- **DO THIS**
Could you rewrite the stretch of the listing from its first line through the line containing "[54,49,71,78]", requests included, and give only those lines? Multiply every bounding-box coordinate in the answers by 0.8 and round each result to a whole number, with halves rounded up.

- **Stored entries**
*****
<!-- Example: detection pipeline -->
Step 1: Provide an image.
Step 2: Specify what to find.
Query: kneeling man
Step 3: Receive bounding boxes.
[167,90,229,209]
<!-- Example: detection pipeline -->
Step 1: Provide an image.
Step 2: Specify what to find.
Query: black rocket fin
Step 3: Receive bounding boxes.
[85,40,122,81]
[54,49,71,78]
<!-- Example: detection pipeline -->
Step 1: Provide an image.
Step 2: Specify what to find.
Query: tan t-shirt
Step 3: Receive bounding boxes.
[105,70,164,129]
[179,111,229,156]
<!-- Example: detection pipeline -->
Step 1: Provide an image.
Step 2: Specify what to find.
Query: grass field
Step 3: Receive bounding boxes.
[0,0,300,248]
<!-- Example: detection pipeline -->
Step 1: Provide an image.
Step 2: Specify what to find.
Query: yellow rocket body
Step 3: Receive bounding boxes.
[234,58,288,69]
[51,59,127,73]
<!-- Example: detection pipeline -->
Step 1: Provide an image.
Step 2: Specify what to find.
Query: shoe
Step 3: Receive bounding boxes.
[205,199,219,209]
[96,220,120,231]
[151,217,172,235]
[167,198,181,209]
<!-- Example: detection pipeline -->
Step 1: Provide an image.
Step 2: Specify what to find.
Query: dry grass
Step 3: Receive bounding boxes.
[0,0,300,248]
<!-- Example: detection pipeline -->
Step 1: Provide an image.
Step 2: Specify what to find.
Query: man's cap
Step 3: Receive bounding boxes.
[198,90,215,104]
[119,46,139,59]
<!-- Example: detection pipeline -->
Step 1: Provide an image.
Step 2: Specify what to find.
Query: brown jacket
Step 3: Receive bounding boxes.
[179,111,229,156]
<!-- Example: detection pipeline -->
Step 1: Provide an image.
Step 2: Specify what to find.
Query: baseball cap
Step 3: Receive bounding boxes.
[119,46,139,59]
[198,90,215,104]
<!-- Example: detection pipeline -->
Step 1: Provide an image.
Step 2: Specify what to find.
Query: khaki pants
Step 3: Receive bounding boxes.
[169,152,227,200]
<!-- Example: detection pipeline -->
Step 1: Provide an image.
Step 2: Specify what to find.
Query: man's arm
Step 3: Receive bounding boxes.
*****
- **PROBLEM SOLUTION**
<!-- Example: detection pipeline -->
Step 1: Provide an image.
Step 2: Specify what to find.
Query: kneeling man
Step 3: Receive bounding boxes.
[134,72,183,167]
<!-- Example: detection pipeline -->
Step 1: Provide an image.
Step 2: Specify what to find.
Query: black rocket fin
Step 3: Receive bounding boxes.
[68,32,98,65]
[43,39,57,62]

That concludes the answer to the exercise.